== Assigned task 1 ==
In the Loupe Browser reclustering page, rewrite the passage from "There are three" up to and including "the sections below.", replacing "leftmost" with "first".
== Assigned task 2 ==
According to the Loupe Browser reclustering page, why does Loupe Browser provide an interactive filtering and reclustering workflow? Answer in one to three sentences.
== Assigned task 3 ==
Answer these questions from the Loupe Browser reclustering page:
(a) What button appears above the cluster names once a category is chosen in Categories mode?
(b) Starting with which Loupe Browser version can a UMAP projection be generated?
(c) Which built-in dataset is used to illustrate the Review Barcodes step?

== Selected excerpt ==
HOME  ›   visualization

# Filtering and Reclustering Workflow

By default, a .cloupe gene expression dataset includes all barcodes called as cells by Cell Ranger's cell caller. The default clusters and projections in a .cloupe file are derived from this set of cells. However, it may be more useful to only analyze a subset of these cells. For example, it may be desirable to more precisely screen out possible cell multiplets, dead cells, or cells with low diversity. Alternatively, it may be preferable to focus on a particular type of cell, or even remove a particular cell type from an analysis.

For these reasons, Loupe Browser 5.0 and later provides an interactive filtering and reclustering workflow. In a few short steps, it is possible to identify cells of interest, and then compute a Louvain clustering and t-SNE projection over these cells. Loupe Browser 5.1 and later additionally supports the generation of a UMAP projection.

## Entering the reclustering workflow

To enter the reclustering workflow, select Categories mode, and choose any category. A Recluster button will appear above the cluster names and clicking it will launch a separate window for the workflow:

There are three columns for all steps in the workflow. The leftmost column shows the current progress through the workflow steps. It is possible to advance or go back to any step in the workflow at any time. The middle column contains the tooling for the active step. The rightmost column shows statistics about which barcodes have been removed. On the bottom of the Recluster window, there are buttons to advance to the next step or skip to the final step. Each step in the workflow is described in the sections below.

## Review Barcodes

The first step, Review Barcodes, allows an initial filtering by either whole clusters, or a barcode list. It is connected to the main window; changing the category in the main window will change the active category in the reclustering workflow. By selecting or de-selecting clusters in the main window, it is possible to either include or exclude entire clusters of barcodes from downstream analysis. The image below illustrates the built-in AML Tutorial dataset. With the "AMLStatus" category selected and the "Normal" cluster de-selected, as shown below:

The reclustering workflow will respond in kind, removing the "Normal" barcodes:

It is also possible to filter by custom categories, such as those created with the lasso tools, quantitative filters, boolean filters, or CSV import. It is recommended that these categories be created prior to initiating the reclustering workflow.

== The data ==
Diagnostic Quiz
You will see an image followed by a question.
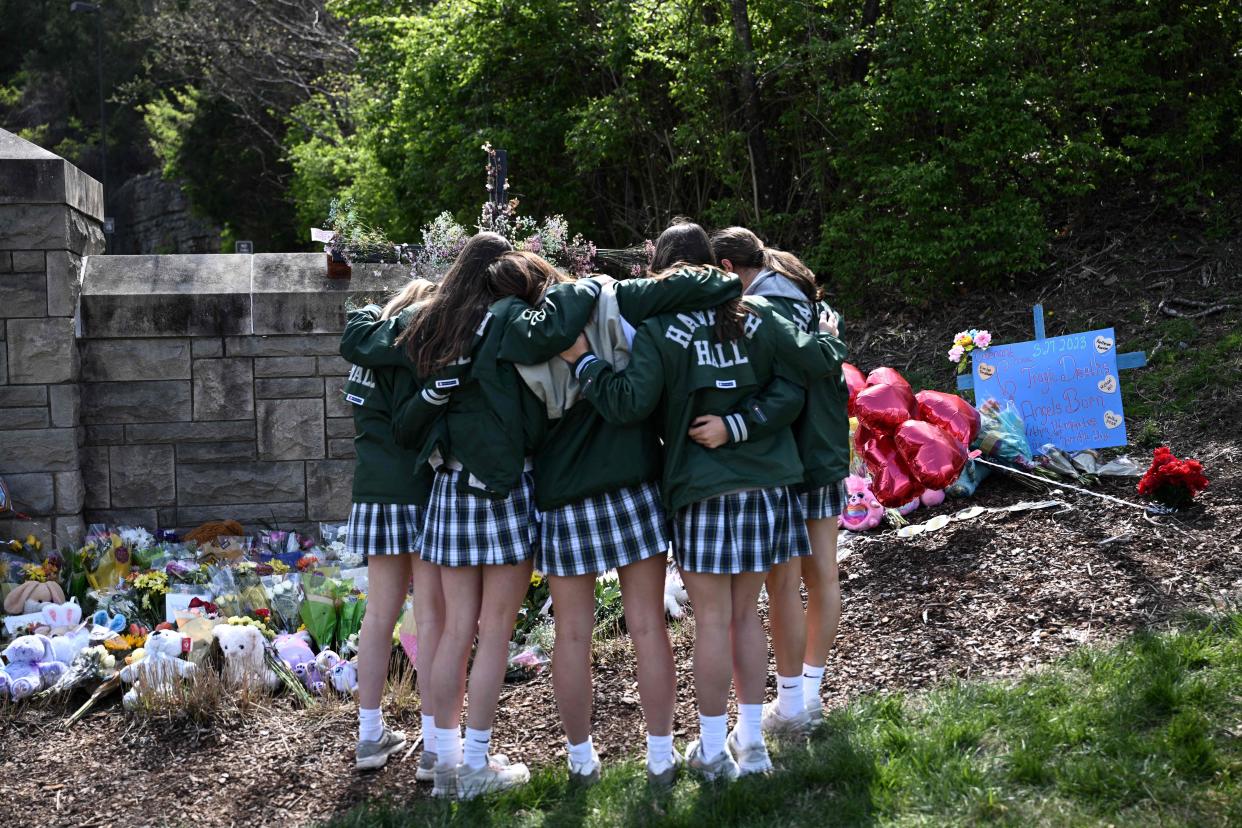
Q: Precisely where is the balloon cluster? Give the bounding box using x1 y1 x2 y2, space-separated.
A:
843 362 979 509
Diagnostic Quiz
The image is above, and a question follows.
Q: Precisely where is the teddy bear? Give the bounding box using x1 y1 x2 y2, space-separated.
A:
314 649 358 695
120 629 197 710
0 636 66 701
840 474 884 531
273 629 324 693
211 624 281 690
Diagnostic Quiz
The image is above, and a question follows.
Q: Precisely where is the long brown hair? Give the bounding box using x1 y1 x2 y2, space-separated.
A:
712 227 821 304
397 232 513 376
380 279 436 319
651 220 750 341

* * *

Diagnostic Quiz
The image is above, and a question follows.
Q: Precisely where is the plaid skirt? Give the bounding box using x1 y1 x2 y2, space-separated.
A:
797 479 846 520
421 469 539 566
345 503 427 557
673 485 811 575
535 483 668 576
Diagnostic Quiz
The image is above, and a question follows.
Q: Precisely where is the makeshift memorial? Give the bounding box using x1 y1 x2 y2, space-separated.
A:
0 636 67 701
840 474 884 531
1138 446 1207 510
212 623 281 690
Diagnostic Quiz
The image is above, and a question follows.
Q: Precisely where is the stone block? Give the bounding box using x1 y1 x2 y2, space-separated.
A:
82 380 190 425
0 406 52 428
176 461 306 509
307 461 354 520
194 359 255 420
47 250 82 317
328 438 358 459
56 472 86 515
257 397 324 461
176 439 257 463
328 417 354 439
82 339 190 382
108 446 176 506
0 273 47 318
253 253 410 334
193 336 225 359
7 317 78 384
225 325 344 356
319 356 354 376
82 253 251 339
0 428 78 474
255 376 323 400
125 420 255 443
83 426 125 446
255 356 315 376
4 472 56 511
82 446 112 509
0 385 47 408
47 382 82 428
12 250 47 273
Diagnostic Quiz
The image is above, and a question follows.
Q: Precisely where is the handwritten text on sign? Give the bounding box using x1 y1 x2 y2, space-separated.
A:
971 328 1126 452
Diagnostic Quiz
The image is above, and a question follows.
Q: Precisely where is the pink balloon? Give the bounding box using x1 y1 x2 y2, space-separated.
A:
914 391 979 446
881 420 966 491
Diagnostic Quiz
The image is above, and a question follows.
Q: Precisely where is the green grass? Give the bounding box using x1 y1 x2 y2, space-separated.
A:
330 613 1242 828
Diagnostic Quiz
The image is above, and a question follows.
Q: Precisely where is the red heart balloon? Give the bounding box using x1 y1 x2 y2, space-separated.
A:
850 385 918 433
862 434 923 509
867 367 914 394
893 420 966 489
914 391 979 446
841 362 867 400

== Exercise answer 1 ==
There are three columns for all steps in the workflow. The first column shows the current progress through the workflow steps. It is possible to advance or go back to any step in the workflow at any time. The middle column contains the tooling for the active step. The rightmost column shows statistics about which barcodes have been removed. On the bottom of the Recluster window, there are buttons to advance to the next step or skip to the final step. Each step in the workflow is described in the sections below.

== Exercise answer 2 ==
A .cloupe dataset by default includes every barcode called as a cell, and its default clusters and projections come from that full set. It can be more useful to analyze only a subset. For example, you may want to screen out possible multiplets, dead cells, or low-diversity cells, or to focus on or remove a particular cell type.

== Exercise answer 3 ==
(a) The Recluster button.
(b) Loupe Browser 5.1.
(c) The AML Tutorial dataset.